▸ **TASK DIRECTIONS**
Put this sentence from the blog excerpt into Spanish: "Even ramshackle democracies can't function if elected officials cannot be (harshly) criticised."

Wednesday, July 27, 2011

Lebanon's unacceptable Lèse majesté laws

The news that Zeid Hamdan was briefly arrested for insulting our Dear Great Leader President General Suleiman (henceforth DGLPGS) was unsurprising, but nonetheless a sad reminder of the atavism of Lebanon's legal system. Indeed, every once in a while we hear of one person or another arrested for insulting DGLPGS.

In a normal country with a real "majesté" such as Britain, the laws against insulting the Queen or King have not been prosecuted since the 18th Century. In Holland, calling the Queen a whore can set you back a €400 fine.  Lebanon seems to be in a league with fine beacons of progress like Thailand in enforcing Lèse majesté laws

The problem is that DGLPGS is not a near-deity like the Thai royals. He is merely an elected official in a ramshackle democracy. Even ramshackle democracies can't function if elected officials cannot be (harshly) criticised.  

In the 19th Century, the Queen of Thailand's boat capsized. Because the Lèse majesté laws barred anyone from touching the royals, no one was able to save her. She couldn't swim. She drowned and died.

Somewhere in all of this should be a moral for DGLPGS, but now that I am sipping my third Scotch of the day, I can't quite articulate it.

Sunday, June 26, 2011

Open letter to Mufti Qabbani

Dear Mufti,

Your press release regarding the domestic violence law is simply unacceptable.  It is slap in the face of every civilised Lebanese.

I am not going to go through the press release and make an argument over whether Islam provides adequate protection for women, as you claim, or not. My problem lies with the logic of the press release. Basically, you are arguing that because Islam provides adequate protection to women, this law infringes on their religious rights.  In case you have not noticed, dear Mufti, Moslems don't live in vacuum.

▸ **Point labels for photos**
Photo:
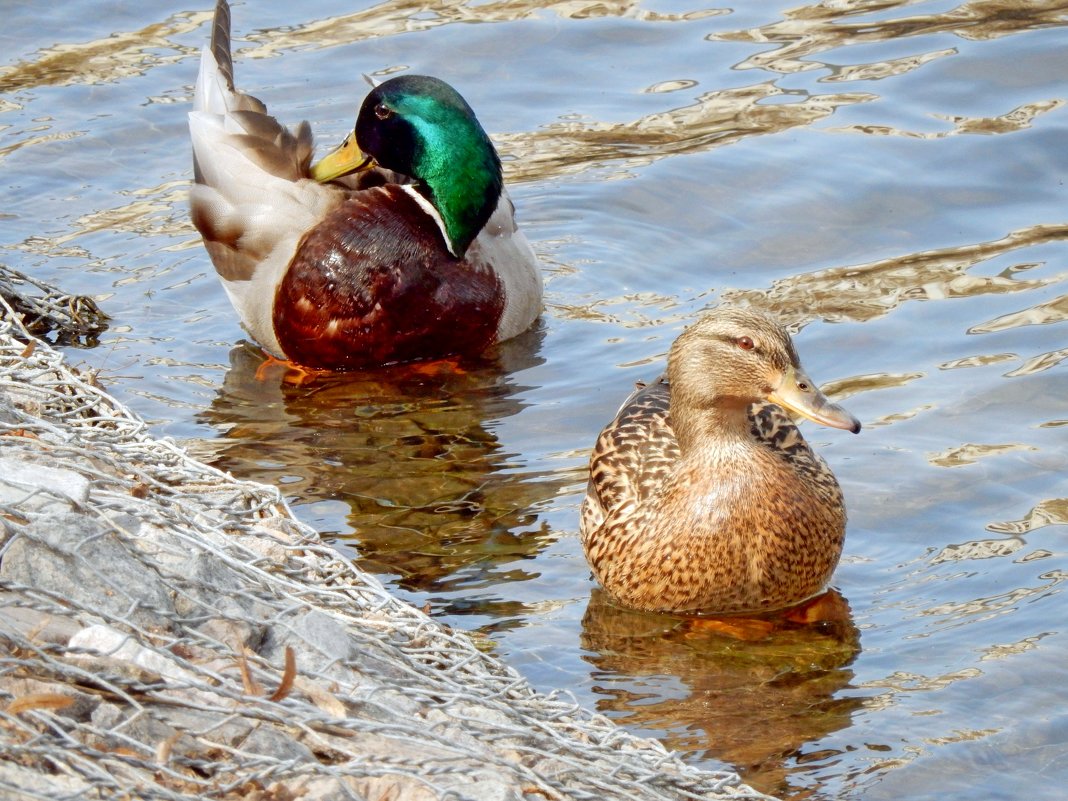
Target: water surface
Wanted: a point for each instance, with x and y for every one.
(886, 176)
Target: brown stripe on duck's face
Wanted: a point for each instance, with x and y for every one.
(354, 298)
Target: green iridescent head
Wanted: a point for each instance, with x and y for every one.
(421, 127)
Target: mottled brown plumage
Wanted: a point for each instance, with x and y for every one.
(703, 495)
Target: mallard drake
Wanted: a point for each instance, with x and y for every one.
(399, 246)
(703, 495)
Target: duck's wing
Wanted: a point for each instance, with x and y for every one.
(252, 200)
(633, 454)
(776, 430)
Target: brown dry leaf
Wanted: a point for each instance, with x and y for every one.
(287, 677)
(40, 701)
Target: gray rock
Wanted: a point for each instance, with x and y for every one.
(38, 487)
(77, 559)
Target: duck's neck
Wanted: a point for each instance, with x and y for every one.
(465, 189)
(721, 425)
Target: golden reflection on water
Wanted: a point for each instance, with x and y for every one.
(428, 487)
(869, 291)
(753, 702)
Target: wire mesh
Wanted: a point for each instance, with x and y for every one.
(170, 632)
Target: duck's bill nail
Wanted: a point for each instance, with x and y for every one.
(797, 393)
(347, 158)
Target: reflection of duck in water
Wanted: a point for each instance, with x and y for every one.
(418, 258)
(406, 464)
(762, 706)
(701, 501)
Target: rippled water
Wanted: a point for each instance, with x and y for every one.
(888, 176)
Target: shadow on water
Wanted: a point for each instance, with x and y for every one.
(751, 692)
(410, 451)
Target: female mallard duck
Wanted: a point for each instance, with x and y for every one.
(703, 495)
(418, 256)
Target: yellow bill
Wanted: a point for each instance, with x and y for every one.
(346, 158)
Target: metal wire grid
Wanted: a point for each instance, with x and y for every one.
(104, 695)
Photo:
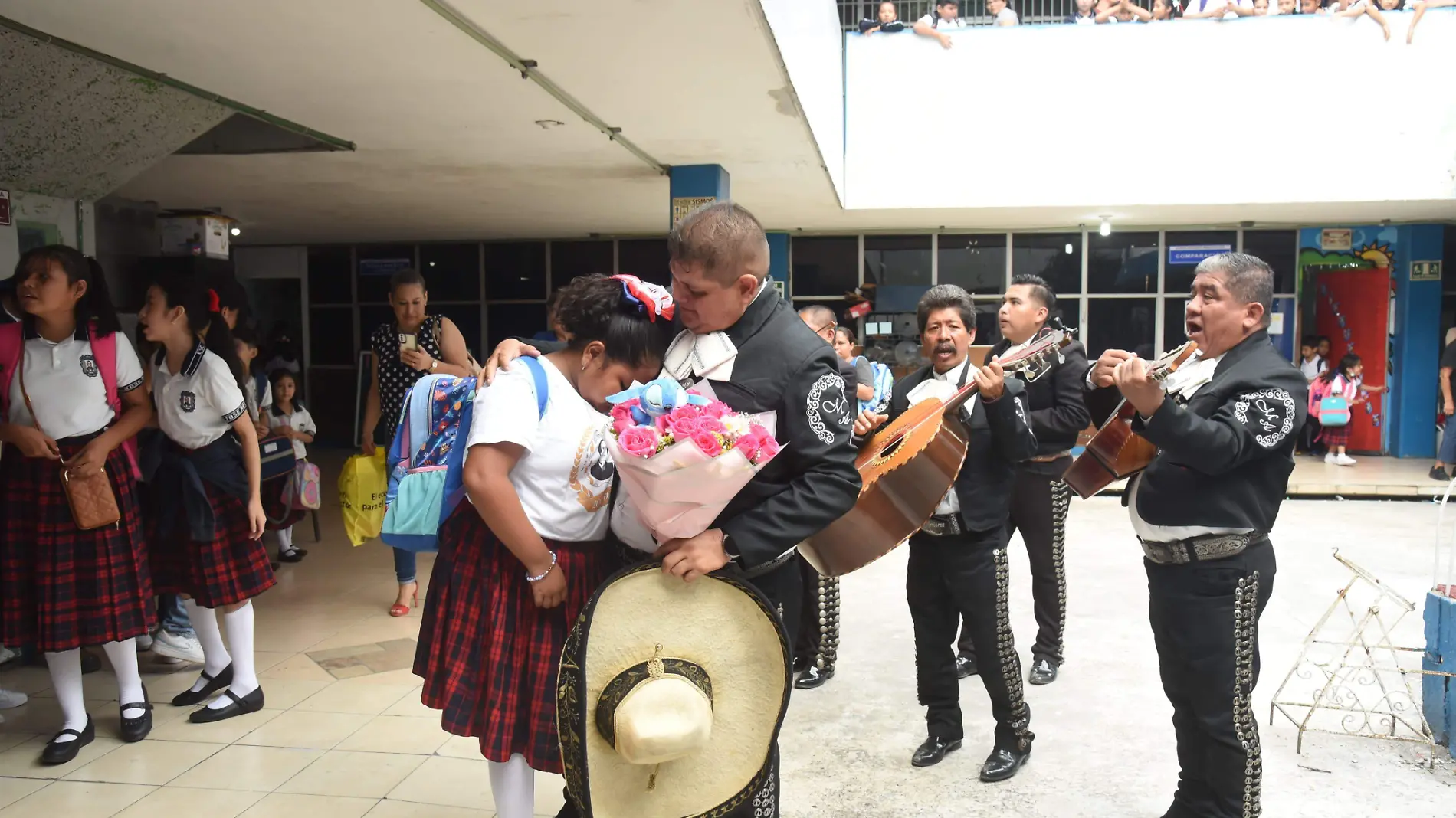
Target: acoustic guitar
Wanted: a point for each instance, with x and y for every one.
(906, 469)
(1116, 452)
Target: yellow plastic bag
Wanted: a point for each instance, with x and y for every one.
(362, 496)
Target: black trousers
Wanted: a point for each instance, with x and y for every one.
(1038, 509)
(954, 577)
(1205, 617)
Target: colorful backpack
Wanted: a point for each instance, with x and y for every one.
(425, 462)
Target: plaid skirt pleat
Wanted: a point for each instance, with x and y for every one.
(228, 569)
(60, 587)
(488, 656)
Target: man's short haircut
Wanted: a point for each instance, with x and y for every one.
(1247, 277)
(720, 236)
(946, 297)
(1040, 290)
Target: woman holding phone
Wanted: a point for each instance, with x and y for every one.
(412, 345)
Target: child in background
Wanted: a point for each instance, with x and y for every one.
(289, 418)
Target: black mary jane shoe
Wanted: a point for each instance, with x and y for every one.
(933, 751)
(249, 703)
(964, 666)
(1043, 672)
(139, 728)
(64, 751)
(189, 698)
(1002, 764)
(815, 677)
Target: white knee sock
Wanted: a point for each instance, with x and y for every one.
(241, 636)
(513, 785)
(123, 657)
(215, 654)
(66, 677)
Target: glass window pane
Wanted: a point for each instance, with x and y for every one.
(1279, 249)
(645, 258)
(330, 276)
(1179, 277)
(975, 263)
(1054, 257)
(571, 260)
(823, 265)
(451, 271)
(897, 261)
(1123, 263)
(514, 271)
(1120, 323)
(378, 263)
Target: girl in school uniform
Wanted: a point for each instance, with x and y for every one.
(205, 515)
(290, 420)
(516, 568)
(72, 399)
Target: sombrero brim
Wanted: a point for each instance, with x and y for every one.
(720, 623)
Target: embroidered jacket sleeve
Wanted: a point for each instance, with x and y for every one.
(1255, 418)
(815, 424)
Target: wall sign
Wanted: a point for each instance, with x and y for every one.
(1336, 239)
(1194, 254)
(1426, 271)
(682, 205)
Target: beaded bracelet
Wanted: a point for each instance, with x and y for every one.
(542, 575)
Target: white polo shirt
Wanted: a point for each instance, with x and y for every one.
(566, 476)
(200, 404)
(66, 388)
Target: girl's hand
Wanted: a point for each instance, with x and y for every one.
(553, 590)
(257, 520)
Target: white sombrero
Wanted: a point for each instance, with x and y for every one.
(670, 696)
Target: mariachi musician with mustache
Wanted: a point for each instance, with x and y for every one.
(959, 559)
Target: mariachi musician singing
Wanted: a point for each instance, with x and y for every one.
(1038, 498)
(959, 559)
(1203, 509)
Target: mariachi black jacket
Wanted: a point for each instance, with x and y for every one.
(1223, 459)
(1056, 407)
(1001, 437)
(784, 367)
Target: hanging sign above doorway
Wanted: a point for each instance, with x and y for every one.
(1194, 254)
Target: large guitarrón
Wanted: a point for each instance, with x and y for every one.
(906, 469)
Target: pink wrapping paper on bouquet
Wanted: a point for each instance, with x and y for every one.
(686, 466)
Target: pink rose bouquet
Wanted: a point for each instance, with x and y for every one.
(682, 467)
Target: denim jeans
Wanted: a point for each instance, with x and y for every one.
(404, 567)
(172, 614)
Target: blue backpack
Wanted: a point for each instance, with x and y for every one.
(884, 388)
(427, 459)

▸ **SOLUTION**
Ni siquiera las democracias destartaladas pueden funcionar si no se puede criticar (con dureza) a los cargos electos.